WHAT YOU NEED TO DO:
What is needed is every line of the material that contains "vest".

RECORDS PROVIDED:
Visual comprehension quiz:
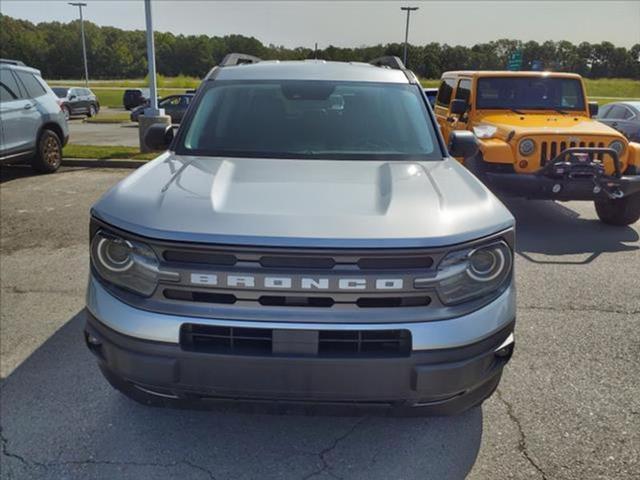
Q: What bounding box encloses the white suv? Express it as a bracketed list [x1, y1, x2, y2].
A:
[0, 59, 69, 172]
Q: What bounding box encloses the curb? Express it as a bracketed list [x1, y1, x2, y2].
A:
[62, 158, 146, 169]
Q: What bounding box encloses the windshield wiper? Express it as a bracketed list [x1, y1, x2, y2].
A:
[509, 108, 526, 115]
[552, 108, 568, 115]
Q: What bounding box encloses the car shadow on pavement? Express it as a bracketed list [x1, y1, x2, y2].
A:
[1, 311, 483, 480]
[501, 197, 639, 264]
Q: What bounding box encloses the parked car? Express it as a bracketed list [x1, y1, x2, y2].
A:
[423, 87, 438, 108]
[122, 88, 150, 110]
[597, 101, 640, 142]
[52, 86, 100, 120]
[130, 93, 194, 123]
[85, 54, 516, 416]
[434, 70, 640, 225]
[0, 59, 68, 173]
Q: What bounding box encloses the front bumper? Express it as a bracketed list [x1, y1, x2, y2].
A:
[486, 172, 640, 201]
[85, 276, 515, 414]
[486, 146, 640, 201]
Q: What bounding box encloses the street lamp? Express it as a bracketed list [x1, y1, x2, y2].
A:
[400, 6, 419, 67]
[68, 2, 89, 87]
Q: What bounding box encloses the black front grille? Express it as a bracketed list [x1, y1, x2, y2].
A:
[540, 140, 606, 165]
[180, 324, 411, 357]
[318, 329, 411, 356]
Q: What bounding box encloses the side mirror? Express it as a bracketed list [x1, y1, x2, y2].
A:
[448, 131, 479, 159]
[144, 124, 174, 151]
[450, 99, 468, 115]
[69, 94, 77, 100]
[588, 101, 599, 117]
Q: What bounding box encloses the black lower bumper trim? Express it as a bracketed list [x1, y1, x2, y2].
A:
[485, 172, 640, 201]
[84, 310, 515, 415]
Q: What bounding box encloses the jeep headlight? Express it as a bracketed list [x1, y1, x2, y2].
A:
[91, 230, 160, 296]
[608, 140, 625, 156]
[472, 124, 498, 139]
[519, 138, 535, 156]
[436, 241, 512, 305]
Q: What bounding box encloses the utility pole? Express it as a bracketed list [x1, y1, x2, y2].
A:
[68, 2, 89, 86]
[400, 6, 419, 67]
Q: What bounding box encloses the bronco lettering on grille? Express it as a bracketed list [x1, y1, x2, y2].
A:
[189, 273, 404, 291]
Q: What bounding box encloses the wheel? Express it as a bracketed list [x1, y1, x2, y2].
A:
[88, 104, 97, 117]
[62, 105, 70, 121]
[31, 129, 62, 173]
[595, 192, 640, 226]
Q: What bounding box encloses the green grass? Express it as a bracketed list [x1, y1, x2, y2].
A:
[63, 144, 156, 160]
[49, 76, 639, 107]
[48, 74, 201, 89]
[84, 111, 131, 124]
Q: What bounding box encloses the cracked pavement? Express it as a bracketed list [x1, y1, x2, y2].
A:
[1, 166, 639, 479]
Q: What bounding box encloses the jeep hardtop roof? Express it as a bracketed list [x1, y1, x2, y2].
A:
[212, 59, 411, 84]
[441, 70, 583, 80]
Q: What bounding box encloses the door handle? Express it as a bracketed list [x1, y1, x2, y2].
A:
[611, 122, 618, 127]
[24, 103, 33, 110]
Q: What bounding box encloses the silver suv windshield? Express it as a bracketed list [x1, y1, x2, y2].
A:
[178, 80, 441, 160]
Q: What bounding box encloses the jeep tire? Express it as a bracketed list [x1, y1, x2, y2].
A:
[595, 192, 640, 226]
[31, 129, 62, 173]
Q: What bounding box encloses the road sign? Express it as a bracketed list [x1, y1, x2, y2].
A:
[507, 51, 522, 71]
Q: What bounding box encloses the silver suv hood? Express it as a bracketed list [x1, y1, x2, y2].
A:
[92, 154, 514, 248]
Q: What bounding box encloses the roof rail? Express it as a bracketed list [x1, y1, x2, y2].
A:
[369, 56, 406, 70]
[0, 58, 26, 66]
[219, 53, 262, 67]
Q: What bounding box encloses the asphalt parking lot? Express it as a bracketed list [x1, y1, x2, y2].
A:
[67, 109, 139, 147]
[1, 165, 638, 480]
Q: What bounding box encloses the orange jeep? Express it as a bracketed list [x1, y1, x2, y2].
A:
[434, 71, 640, 225]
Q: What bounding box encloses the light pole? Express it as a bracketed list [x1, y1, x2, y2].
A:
[139, 0, 170, 153]
[68, 2, 89, 86]
[400, 6, 419, 67]
[144, 0, 160, 116]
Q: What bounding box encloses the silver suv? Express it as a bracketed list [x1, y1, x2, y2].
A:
[0, 59, 68, 172]
[85, 55, 516, 415]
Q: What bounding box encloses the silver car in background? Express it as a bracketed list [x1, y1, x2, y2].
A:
[85, 55, 516, 415]
[0, 59, 69, 173]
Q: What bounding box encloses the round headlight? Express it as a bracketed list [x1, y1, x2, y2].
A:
[96, 236, 133, 272]
[609, 140, 625, 156]
[90, 230, 160, 296]
[519, 138, 535, 156]
[468, 246, 506, 282]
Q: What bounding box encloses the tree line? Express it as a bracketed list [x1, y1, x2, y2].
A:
[1, 14, 638, 80]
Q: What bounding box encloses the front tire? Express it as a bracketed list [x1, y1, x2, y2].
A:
[595, 193, 640, 226]
[31, 129, 62, 173]
[88, 104, 97, 117]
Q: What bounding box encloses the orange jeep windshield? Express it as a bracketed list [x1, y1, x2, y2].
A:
[476, 77, 585, 111]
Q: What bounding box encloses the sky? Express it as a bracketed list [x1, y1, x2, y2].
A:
[1, 0, 639, 49]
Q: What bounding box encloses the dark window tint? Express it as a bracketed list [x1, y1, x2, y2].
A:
[14, 71, 46, 98]
[436, 78, 455, 107]
[455, 79, 472, 104]
[476, 77, 585, 111]
[0, 69, 22, 101]
[52, 87, 69, 98]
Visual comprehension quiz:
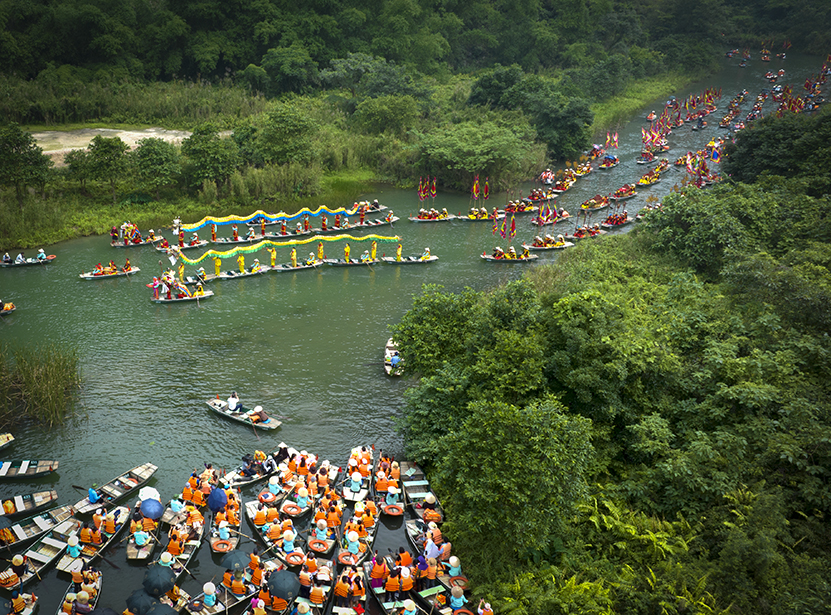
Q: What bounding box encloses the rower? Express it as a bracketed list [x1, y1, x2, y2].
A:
[123, 258, 131, 272]
[36, 248, 47, 261]
[246, 227, 257, 240]
[360, 250, 371, 263]
[250, 258, 262, 273]
[420, 247, 431, 261]
[507, 246, 517, 259]
[190, 233, 200, 245]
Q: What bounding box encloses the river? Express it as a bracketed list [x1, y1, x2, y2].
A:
[0, 51, 824, 611]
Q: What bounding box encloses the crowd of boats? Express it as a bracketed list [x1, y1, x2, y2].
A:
[0, 435, 471, 615]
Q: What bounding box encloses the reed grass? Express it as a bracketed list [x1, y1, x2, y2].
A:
[0, 342, 82, 428]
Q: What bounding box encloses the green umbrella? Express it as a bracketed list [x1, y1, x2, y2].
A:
[268, 569, 301, 600]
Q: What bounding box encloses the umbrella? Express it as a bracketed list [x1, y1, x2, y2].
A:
[140, 498, 164, 520]
[143, 564, 176, 598]
[126, 589, 158, 615]
[139, 487, 161, 502]
[145, 606, 178, 615]
[268, 569, 301, 600]
[220, 550, 250, 572]
[207, 487, 227, 513]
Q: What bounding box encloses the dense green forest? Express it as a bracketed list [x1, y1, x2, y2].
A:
[390, 111, 831, 613]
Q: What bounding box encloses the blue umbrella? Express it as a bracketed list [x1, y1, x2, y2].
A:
[207, 487, 228, 513]
[140, 498, 164, 520]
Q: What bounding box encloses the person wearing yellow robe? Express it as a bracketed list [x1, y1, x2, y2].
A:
[396, 244, 402, 261]
[344, 243, 351, 262]
[371, 241, 377, 261]
[291, 248, 297, 268]
[237, 254, 245, 274]
[214, 257, 222, 276]
[267, 248, 277, 267]
[317, 242, 324, 259]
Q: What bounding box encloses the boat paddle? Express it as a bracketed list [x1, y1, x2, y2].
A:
[95, 549, 121, 570]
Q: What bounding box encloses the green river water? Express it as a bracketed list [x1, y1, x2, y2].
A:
[0, 52, 824, 611]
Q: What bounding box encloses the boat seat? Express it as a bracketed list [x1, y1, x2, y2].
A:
[332, 608, 357, 615]
[296, 598, 312, 606]
[42, 536, 67, 550]
[407, 492, 431, 500]
[13, 496, 24, 511]
[383, 602, 406, 610]
[18, 460, 30, 474]
[33, 516, 52, 531]
[102, 485, 123, 498]
[0, 462, 11, 477]
[25, 550, 52, 564]
[12, 525, 27, 541]
[420, 586, 445, 597]
[403, 480, 429, 487]
[372, 586, 384, 595]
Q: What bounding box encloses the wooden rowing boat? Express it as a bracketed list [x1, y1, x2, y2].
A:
[401, 469, 444, 524]
[269, 261, 322, 272]
[413, 585, 452, 615]
[323, 259, 380, 267]
[217, 266, 272, 279]
[210, 235, 264, 245]
[0, 504, 75, 553]
[55, 504, 129, 572]
[221, 445, 298, 489]
[600, 218, 634, 230]
[341, 447, 373, 503]
[156, 240, 209, 251]
[407, 215, 456, 222]
[380, 256, 438, 265]
[154, 514, 207, 584]
[0, 433, 14, 452]
[73, 462, 158, 514]
[384, 338, 402, 377]
[111, 237, 162, 248]
[564, 230, 608, 241]
[499, 205, 539, 215]
[181, 561, 273, 615]
[0, 255, 56, 267]
[335, 521, 377, 569]
[480, 254, 538, 262]
[522, 241, 574, 251]
[364, 557, 411, 615]
[125, 499, 162, 562]
[0, 304, 15, 316]
[209, 485, 242, 553]
[610, 192, 637, 201]
[205, 398, 282, 431]
[0, 459, 58, 480]
[0, 516, 82, 588]
[1, 490, 59, 519]
[151, 290, 214, 303]
[457, 214, 504, 221]
[79, 267, 141, 279]
[55, 574, 100, 615]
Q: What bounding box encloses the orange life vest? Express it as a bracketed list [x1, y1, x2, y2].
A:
[105, 517, 116, 533]
[231, 577, 246, 594]
[401, 575, 414, 591]
[310, 586, 326, 604]
[142, 517, 157, 532]
[371, 561, 388, 579]
[80, 527, 93, 543]
[253, 509, 267, 526]
[167, 538, 182, 556]
[335, 580, 350, 597]
[385, 576, 400, 592]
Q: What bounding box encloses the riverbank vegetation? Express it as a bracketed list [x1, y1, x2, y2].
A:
[391, 111, 831, 613]
[0, 342, 82, 429]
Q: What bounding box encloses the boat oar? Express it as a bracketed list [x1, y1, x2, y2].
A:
[176, 560, 199, 583]
[96, 549, 122, 570]
[229, 528, 258, 542]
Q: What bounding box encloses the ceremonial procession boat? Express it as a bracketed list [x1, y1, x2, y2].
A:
[610, 186, 638, 201]
[1, 490, 58, 519]
[0, 516, 82, 588]
[269, 261, 323, 272]
[601, 216, 634, 230]
[0, 459, 58, 479]
[522, 241, 574, 251]
[637, 173, 661, 187]
[79, 266, 140, 280]
[156, 240, 210, 251]
[55, 504, 129, 573]
[0, 505, 75, 554]
[481, 253, 539, 262]
[407, 215, 456, 222]
[205, 398, 282, 431]
[458, 213, 504, 221]
[322, 259, 381, 267]
[151, 290, 214, 303]
[111, 237, 162, 248]
[380, 256, 438, 265]
[580, 195, 611, 212]
[73, 462, 158, 514]
[217, 266, 274, 280]
[598, 157, 619, 169]
[0, 255, 56, 267]
[565, 229, 608, 241]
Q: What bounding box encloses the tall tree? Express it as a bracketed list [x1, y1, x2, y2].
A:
[181, 124, 239, 190]
[87, 135, 129, 204]
[133, 138, 181, 200]
[0, 123, 53, 209]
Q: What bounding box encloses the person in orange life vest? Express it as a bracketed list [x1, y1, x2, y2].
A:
[230, 571, 246, 595]
[424, 557, 439, 589]
[309, 579, 326, 606]
[400, 565, 415, 592]
[478, 599, 494, 615]
[350, 573, 365, 608]
[222, 570, 234, 589]
[384, 566, 401, 602]
[370, 551, 388, 589]
[335, 574, 352, 607]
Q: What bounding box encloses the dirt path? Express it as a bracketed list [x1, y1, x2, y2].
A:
[33, 127, 194, 166]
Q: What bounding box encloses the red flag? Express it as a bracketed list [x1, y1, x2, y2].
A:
[472, 175, 480, 200]
[509, 215, 516, 240]
[430, 177, 437, 199]
[483, 177, 490, 200]
[613, 132, 619, 148]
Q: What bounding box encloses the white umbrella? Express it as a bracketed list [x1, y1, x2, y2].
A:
[139, 487, 161, 502]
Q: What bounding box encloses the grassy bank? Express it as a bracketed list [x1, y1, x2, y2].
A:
[0, 342, 82, 429]
[590, 72, 703, 135]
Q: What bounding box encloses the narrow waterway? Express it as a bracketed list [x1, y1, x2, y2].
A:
[0, 51, 823, 610]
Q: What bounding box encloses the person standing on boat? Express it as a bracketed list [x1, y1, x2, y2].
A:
[267, 247, 277, 267]
[213, 257, 222, 277]
[291, 248, 297, 268]
[237, 254, 245, 274]
[303, 214, 310, 232]
[231, 224, 239, 241]
[344, 243, 351, 263]
[228, 392, 241, 412]
[371, 241, 378, 260]
[317, 242, 325, 260]
[178, 229, 185, 248]
[396, 244, 403, 261]
[321, 215, 328, 231]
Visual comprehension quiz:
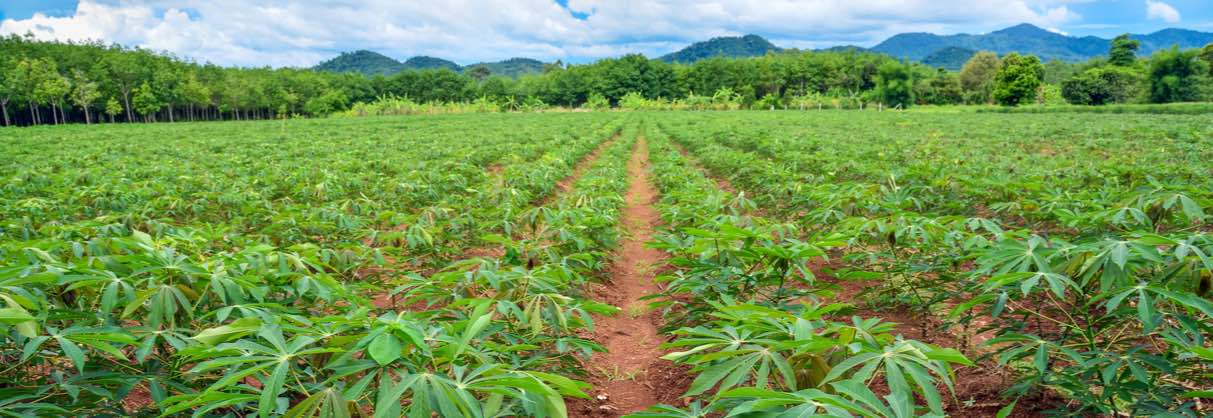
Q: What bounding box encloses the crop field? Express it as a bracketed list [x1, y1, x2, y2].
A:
[1, 111, 1211, 417]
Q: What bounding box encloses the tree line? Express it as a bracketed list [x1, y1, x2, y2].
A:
[2, 33, 1211, 127]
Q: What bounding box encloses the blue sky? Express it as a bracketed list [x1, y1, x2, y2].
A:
[2, 0, 1210, 67]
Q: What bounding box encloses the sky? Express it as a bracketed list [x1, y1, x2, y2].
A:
[1, 0, 1210, 68]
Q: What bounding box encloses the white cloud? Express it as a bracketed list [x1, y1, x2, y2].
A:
[1146, 0, 1181, 23]
[0, 0, 1085, 67]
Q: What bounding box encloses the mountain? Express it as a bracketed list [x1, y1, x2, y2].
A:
[817, 45, 868, 53]
[871, 23, 1213, 63]
[402, 56, 462, 71]
[314, 53, 545, 78]
[314, 50, 406, 75]
[464, 58, 546, 78]
[921, 47, 977, 71]
[659, 34, 781, 63]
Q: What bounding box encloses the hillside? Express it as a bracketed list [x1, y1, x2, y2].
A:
[659, 34, 781, 63]
[314, 53, 545, 77]
[871, 23, 1213, 62]
[402, 56, 462, 71]
[313, 50, 405, 75]
[921, 47, 977, 71]
[464, 58, 546, 78]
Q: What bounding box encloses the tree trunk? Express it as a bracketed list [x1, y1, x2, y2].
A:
[1, 99, 8, 127]
[168, 104, 174, 122]
[84, 106, 92, 124]
[122, 90, 133, 122]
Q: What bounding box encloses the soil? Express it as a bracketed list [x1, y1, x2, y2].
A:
[569, 136, 690, 417]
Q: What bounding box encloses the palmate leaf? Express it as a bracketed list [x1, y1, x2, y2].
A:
[819, 339, 969, 416]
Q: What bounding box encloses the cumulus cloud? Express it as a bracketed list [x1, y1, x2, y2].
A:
[1, 0, 1085, 67]
[1145, 0, 1180, 23]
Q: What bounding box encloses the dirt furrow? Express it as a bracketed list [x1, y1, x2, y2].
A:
[572, 136, 685, 418]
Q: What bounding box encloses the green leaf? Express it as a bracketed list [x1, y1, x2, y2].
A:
[368, 333, 402, 366]
[995, 399, 1017, 418]
[194, 317, 263, 345]
[925, 348, 973, 366]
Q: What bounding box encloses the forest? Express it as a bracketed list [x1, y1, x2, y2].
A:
[1, 33, 1211, 127]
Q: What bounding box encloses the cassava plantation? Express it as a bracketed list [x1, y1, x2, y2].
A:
[2, 4, 1213, 418]
[2, 110, 1210, 417]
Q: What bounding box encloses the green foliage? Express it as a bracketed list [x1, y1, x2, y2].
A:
[1201, 43, 1213, 75]
[104, 97, 122, 118]
[0, 113, 635, 416]
[304, 90, 349, 116]
[1108, 34, 1142, 66]
[1146, 47, 1210, 103]
[314, 50, 405, 75]
[1061, 66, 1142, 105]
[131, 81, 162, 118]
[875, 61, 915, 108]
[959, 51, 1000, 104]
[992, 53, 1045, 106]
[649, 110, 1213, 416]
[915, 70, 963, 105]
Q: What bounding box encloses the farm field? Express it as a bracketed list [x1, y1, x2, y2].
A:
[1, 111, 1211, 417]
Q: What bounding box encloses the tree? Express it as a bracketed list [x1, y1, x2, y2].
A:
[468, 66, 491, 82]
[1145, 46, 1203, 102]
[1108, 34, 1141, 67]
[104, 97, 122, 123]
[1061, 66, 1141, 105]
[916, 69, 963, 105]
[1146, 47, 1209, 103]
[992, 53, 1044, 106]
[1200, 43, 1213, 76]
[132, 81, 162, 122]
[874, 61, 914, 108]
[0, 56, 15, 126]
[958, 51, 1000, 104]
[31, 60, 70, 125]
[180, 73, 211, 121]
[69, 69, 101, 124]
[303, 89, 348, 116]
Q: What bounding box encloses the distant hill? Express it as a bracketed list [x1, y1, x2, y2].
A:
[316, 24, 1213, 77]
[816, 45, 868, 53]
[464, 58, 546, 78]
[659, 34, 781, 63]
[314, 50, 405, 75]
[314, 52, 545, 78]
[921, 47, 977, 71]
[402, 56, 461, 72]
[871, 23, 1213, 62]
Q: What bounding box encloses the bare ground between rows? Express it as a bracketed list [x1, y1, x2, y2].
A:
[569, 136, 691, 417]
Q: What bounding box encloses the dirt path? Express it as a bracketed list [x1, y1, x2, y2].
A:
[572, 136, 684, 417]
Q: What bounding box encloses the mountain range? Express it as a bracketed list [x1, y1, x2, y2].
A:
[313, 24, 1213, 76]
[314, 51, 545, 78]
[869, 23, 1213, 66]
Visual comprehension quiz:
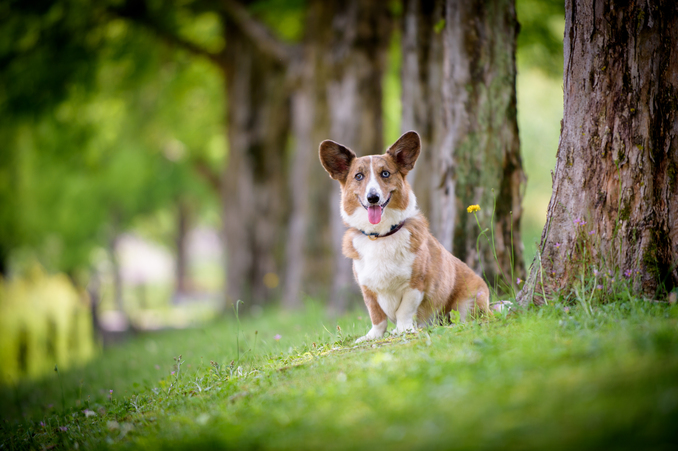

EXERCISE SOLUTION:
Q: What bounding box encloses the orange life vest? Express it as a bracketed list [x1, y1, x2, y2].
Q: What bounding box encloses the person in orange life vest? Express it as a bracketed list [x1, y1, x2, y2].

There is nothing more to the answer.